_WHAT THE EXERCISE ASKS:_ Scale the data from its start through the line containing "[(88, 98), (213, 67)]", including both ends, by repeating every line (requests too) and multiplying each coordinate in the answers by 0.6, rounded to whole numbers with halves going up. Return that stretch alone.

━━━━━ DATA TO USE

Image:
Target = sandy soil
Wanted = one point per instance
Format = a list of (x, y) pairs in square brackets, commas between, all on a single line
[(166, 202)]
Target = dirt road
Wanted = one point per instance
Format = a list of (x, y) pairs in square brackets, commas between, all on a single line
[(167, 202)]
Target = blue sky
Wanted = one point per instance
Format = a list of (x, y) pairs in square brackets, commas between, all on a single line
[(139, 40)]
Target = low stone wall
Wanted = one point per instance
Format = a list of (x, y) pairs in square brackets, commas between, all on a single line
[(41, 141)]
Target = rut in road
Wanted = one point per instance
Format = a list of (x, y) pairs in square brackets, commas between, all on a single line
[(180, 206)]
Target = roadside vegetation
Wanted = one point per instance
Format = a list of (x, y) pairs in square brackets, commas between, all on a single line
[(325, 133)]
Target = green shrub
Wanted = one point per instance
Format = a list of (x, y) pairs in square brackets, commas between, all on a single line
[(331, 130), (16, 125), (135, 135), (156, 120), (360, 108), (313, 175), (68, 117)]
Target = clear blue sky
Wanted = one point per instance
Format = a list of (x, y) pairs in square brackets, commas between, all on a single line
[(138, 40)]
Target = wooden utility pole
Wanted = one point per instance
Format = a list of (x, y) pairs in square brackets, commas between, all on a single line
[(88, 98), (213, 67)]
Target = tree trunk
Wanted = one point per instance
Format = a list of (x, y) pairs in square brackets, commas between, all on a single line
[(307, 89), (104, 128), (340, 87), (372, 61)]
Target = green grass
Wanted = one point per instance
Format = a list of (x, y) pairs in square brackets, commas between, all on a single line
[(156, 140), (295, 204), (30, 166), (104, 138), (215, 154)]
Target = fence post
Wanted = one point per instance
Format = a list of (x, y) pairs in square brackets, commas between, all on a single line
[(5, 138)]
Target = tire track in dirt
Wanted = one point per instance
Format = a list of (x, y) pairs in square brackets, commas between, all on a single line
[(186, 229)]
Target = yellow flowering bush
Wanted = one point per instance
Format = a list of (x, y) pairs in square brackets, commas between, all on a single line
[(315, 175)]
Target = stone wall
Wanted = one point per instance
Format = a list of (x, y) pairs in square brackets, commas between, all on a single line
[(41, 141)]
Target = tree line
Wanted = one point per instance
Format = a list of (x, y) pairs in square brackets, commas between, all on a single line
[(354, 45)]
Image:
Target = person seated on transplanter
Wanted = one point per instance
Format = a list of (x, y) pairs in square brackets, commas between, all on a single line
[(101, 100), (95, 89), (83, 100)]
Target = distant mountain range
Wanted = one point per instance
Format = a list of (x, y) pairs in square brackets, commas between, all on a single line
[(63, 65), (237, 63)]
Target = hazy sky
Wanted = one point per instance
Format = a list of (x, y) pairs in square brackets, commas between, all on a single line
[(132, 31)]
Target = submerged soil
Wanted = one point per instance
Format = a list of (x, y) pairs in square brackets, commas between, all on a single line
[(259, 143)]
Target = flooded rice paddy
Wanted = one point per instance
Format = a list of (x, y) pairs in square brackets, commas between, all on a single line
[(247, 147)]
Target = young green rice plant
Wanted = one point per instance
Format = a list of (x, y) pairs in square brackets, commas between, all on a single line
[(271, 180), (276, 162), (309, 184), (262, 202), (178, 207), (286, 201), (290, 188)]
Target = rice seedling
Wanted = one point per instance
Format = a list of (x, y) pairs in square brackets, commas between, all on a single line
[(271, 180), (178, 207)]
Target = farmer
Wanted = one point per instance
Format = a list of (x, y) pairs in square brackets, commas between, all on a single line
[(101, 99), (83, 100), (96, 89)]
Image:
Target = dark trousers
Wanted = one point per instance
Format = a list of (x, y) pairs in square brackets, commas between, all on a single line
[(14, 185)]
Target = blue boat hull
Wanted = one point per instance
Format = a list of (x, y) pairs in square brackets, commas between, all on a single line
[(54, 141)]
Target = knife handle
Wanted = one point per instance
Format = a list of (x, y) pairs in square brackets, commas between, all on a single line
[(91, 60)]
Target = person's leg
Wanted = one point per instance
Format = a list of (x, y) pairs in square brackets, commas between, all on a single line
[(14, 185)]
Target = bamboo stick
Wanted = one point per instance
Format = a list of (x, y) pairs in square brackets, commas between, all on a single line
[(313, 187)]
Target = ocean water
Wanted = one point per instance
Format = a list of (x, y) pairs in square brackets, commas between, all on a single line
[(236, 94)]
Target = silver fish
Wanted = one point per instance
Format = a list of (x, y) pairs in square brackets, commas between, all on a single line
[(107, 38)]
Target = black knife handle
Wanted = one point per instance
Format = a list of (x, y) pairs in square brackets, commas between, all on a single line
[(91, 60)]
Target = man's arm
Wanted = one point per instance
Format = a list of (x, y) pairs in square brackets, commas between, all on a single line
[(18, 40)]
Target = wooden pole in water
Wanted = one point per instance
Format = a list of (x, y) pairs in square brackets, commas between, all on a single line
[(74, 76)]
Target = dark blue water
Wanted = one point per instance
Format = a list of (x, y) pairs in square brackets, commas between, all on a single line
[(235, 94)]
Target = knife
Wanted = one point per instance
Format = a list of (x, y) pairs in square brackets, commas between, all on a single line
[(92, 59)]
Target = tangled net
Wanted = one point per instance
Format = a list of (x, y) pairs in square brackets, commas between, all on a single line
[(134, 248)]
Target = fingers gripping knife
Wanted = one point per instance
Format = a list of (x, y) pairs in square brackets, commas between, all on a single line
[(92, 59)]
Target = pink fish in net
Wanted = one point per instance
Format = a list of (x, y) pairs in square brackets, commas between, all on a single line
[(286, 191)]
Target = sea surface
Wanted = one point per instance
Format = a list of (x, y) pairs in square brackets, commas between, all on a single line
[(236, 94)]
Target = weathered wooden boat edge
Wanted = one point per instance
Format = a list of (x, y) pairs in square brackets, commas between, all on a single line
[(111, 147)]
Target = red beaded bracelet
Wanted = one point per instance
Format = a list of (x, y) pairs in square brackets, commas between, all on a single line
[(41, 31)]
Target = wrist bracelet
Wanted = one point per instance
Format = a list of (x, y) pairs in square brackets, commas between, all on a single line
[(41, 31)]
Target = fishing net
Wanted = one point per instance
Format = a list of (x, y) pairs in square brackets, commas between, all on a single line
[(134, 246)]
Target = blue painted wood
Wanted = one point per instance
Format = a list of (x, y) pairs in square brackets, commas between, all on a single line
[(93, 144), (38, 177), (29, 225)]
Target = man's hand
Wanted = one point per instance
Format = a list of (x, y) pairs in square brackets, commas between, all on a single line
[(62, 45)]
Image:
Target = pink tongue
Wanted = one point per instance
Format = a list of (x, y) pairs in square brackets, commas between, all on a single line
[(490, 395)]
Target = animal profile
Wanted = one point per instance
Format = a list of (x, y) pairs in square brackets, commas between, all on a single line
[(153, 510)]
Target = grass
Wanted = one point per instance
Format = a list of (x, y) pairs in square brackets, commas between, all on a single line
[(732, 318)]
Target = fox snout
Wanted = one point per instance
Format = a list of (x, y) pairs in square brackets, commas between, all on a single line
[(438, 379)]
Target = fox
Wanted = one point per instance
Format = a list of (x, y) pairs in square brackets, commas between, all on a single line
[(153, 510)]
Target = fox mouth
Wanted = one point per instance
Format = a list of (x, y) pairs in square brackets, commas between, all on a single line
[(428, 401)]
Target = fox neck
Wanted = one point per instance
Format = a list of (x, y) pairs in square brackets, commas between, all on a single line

━━━━━━━━━━

_RESULT:_
Image:
Target = sandy soil
Wanted = one point per instance
Format = a list of (x, y) pairs in square brackets, commas between, all on a single line
[(100, 121)]
Target = dirt road
Wanted = one point per instance
Format = a list of (x, y) pairs in square brackets, commas between, all on a single line
[(100, 121)]
Target = blue sky
Wanted = one point per instance
Format = a list of (x, y) pairs in square brackets, commas between, all on a single line
[(83, 24)]
Target = low stone wall
Wanted = one point per instance
Format = a list of (x, y) pairs in square brackets, commas between, all on a single line
[(25, 85)]
Target = rut in road
Wanted = one point per instance
Format = a list of (x, y) pairs in square brackets, commas between, all on a single line
[(108, 124)]
Target = roadside vegetation
Wanted = one point per instance
Format = a list of (x, y) pairs in square brackets, commas between, all on a single line
[(195, 80)]
Target = green shrub
Wanted = one point per instance
Format = a list of (x, y) pairs in square brackets, commas between, all on a single line
[(199, 78), (10, 75), (81, 81), (94, 72), (216, 65), (188, 105), (41, 70)]
Target = clear blue sky
Wanted = one point per instance
Format = a list of (x, y) pairs in square brackets, commas between, all on a single line
[(83, 24)]
Target = wooden utility pole
Wanted = one point per instance
Format = a list of (x, y) pairs in square brackets, commas between, all on a single line
[(53, 59), (128, 40)]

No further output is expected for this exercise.